##### Working data #####

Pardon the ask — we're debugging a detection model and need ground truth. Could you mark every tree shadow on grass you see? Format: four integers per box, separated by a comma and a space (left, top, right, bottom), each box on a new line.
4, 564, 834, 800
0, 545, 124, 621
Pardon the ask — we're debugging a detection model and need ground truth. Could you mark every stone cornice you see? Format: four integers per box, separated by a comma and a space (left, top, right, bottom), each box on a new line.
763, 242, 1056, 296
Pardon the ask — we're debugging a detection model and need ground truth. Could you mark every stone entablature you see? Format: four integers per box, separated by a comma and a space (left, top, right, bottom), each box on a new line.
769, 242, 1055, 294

#####
##### Working data #####

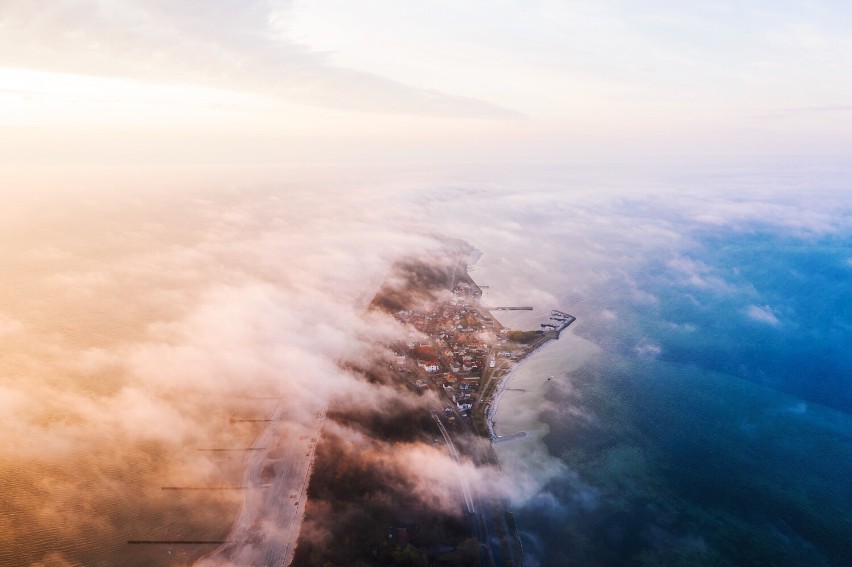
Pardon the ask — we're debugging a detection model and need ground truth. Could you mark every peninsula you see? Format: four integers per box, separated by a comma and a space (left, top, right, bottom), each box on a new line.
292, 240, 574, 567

#####

**Task requirements**
Edit the rows from the line that has "every stone entablature" through the line that has "769, 242, 1055, 294", putting "marble entablature" in place of "stone entablature" and keeping everything else the same. Give back only those rows.

**Exercise output**
Pardon the ask — we're debugging a detection model and need ground truth. Could you mark every marble entablature you see? Format: four integers per box, separated by a comma and a space (left, top, right, bottom), each box on a new line.
769, 242, 1055, 294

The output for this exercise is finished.